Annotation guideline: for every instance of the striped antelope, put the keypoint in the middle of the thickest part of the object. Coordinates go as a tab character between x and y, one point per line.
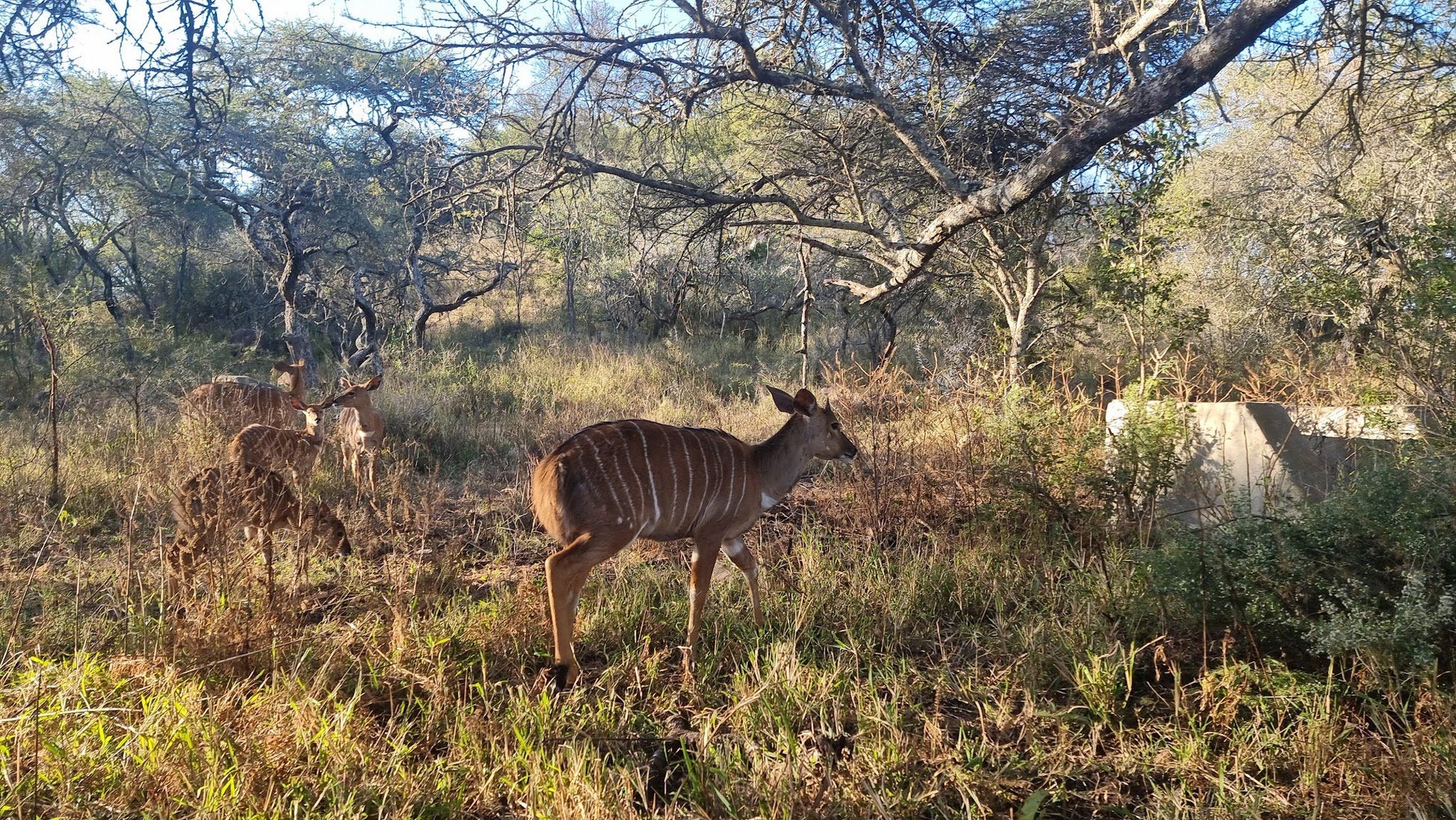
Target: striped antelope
618	481
281	450
361	429
218	498
235	403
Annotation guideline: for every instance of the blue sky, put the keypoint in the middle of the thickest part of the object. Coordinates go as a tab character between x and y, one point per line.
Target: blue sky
92	47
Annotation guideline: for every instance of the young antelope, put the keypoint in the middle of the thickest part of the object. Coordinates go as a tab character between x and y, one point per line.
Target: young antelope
215	501
620	481
361	430
281	450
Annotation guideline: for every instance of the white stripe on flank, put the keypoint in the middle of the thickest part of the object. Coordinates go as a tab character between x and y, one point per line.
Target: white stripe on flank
717	490
651	483
732	475
602	465
737	504
688	461
672	464
702	495
626	453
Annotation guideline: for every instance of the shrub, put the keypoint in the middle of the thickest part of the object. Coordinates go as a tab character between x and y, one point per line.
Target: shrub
1369	572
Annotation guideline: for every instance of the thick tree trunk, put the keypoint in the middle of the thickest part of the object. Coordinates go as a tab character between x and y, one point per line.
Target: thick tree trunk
300	347
568	264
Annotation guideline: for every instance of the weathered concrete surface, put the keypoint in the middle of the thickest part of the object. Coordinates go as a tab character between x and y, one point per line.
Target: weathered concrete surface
1244	459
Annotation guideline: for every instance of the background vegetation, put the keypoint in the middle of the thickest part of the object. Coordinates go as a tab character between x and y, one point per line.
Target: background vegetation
983	616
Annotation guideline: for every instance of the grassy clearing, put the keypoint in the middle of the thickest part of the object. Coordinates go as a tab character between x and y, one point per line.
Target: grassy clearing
954	631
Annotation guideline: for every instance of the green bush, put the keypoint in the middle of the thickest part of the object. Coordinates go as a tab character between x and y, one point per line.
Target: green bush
1369	572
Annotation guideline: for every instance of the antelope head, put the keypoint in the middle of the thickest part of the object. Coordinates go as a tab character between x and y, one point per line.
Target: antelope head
822	432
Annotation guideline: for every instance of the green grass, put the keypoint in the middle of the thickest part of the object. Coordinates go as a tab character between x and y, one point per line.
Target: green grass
940	643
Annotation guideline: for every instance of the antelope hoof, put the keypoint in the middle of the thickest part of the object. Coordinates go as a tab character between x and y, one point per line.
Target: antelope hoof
563	676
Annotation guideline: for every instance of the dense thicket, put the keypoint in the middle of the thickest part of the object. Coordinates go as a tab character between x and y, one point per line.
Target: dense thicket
1027	183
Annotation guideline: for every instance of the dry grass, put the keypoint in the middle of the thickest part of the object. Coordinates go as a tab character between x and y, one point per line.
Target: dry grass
954	631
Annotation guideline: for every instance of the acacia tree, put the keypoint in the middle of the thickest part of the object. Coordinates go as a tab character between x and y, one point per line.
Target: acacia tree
1330	218
881	132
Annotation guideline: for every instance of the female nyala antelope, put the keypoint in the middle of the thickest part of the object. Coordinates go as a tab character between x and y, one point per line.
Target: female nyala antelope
361	429
235	403
218	498
281	450
618	481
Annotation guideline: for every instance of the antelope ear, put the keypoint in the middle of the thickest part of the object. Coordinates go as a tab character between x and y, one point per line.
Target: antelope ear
........
*SHORT TASK:* Copy out all of the data above word for word, omitting the pictures.

*TASK OUTPUT:*
Annotation guideline: for every instance of the striped antelope, put the keypoint in the middle of the thickest part of the object. Coordinates go as a tab character between x and y, one point per line.
Target: striped antelope
618	481
281	450
361	429
218	498
235	403
Annotation guideline: for every instance of the blue sky, put the keypoint in the middle of the thickest part of the object. Coordinates go as a tab character between x and y, one point per line.
Target: blue sky
92	47
Annotation guideline: for every instance of the young antelope, put the keypoint in the middle of the thickest part of the object. Coordinates go as a tab character between x and y, one point per line.
Target: young antelope
215	501
620	481
361	430
281	450
Annotation guideline: for every instance of the white stripe on flank, put the keypoint in the middle of the thickest part of the object. Coordinates go as a tab character between x and y, one point per line.
Target: white stripe on flank
717	490
651	483
732	475
602	465
737	504
688	461
672	464
702	495
626	453
Annotation guideline: for every instance of the shrub, put the keypoint in the middle of the thickest part of the object. Coordinates go as a tab character between x and y, one point per line.
Target: shrub
1369	572
Annotation guideline: for every instance of the thick tree trunk, put the keypoint in the middle of the thickest part of the object. Coordinates go as a tab character between x and y, one point per line.
Target: thick tree trunk
300	347
568	264
Annotation guideline: for every instance of the weathered concrete surface, put the keypoint in the middle of the thickest part of the object. Coordinates go as a tab character between x and y, one point per line.
Target: weathered concrete surface
1244	459
Annotation guideline: for every instance of the background vegetation, put the keypoint in the middle of the thickest part of the object. Coordinates go as a tab character between x and y, one point per line.
Target: background vegetation
983	616
Annotation guideline: for every instance of the grassy clearing, put the keypoint in the middle of the thickest part of the object. Coordinates go as a tab character between x and y, one point per line.
Target: grassy clearing
954	631
Annotation guideline: for every instance of the green bush, put the keypoint in the middle of the thickest part of the object. Coordinates go as a tab character between x and y, one point per line.
Target: green bush
1369	572
Annotation guideline: for every instance of the antelope head, put the keypoint in the middle of the thickest part of the object. Coordinates go as a tab character between x and y, one point per line.
Target: antelope head
822	432
Annotation guideline: for every instance of the green grass, put the keypoint in the middle of the thickest part of the object. Coordinates go as a tab character between x and y, one point per line.
Target: green grass
940	643
Annotation guideline: for every instance of the antelope hoof, put the keypoint in the middle of the thickest part of the object. Coordinates go as a tab character between x and y, one point per line.
Target: antelope hoof
563	676
Annotation guideline: for every instance of the dense thicket, put the keypoint in the middle of the thickest part of the object. Coordinates go as a tab character between x and y, one point per line.
Target: dense thicket
1027	183
Annotation guideline: for every instance of the dry grass, put the keypoint in the middle of the thickest part of the object. Coordinates go as a tab character between x and y, one point per line.
Target: dry grass
954	631
Annotation guideline: for every instance of the acacia tree, put the keypoint in the middle of the thickest part of the object. Coordinates go as a tab character between x and y, one point per line.
Target: acacia tree
1330	218
881	132
Annotation guideline: for every instance of the female nyala antelope, put the keypoint in the middle of the thickest part of the object. Coordinates go as a tab character between x and y, one point per line.
Target: female nyala antelope
361	429
235	403
218	498
281	450
618	481
Annotation guideline: for every instance of the antelope ear, put the keypoint in the middle of the thickest part of the object. Coordinates go as a tab character between x and y, one point per line.
Target: antelope ear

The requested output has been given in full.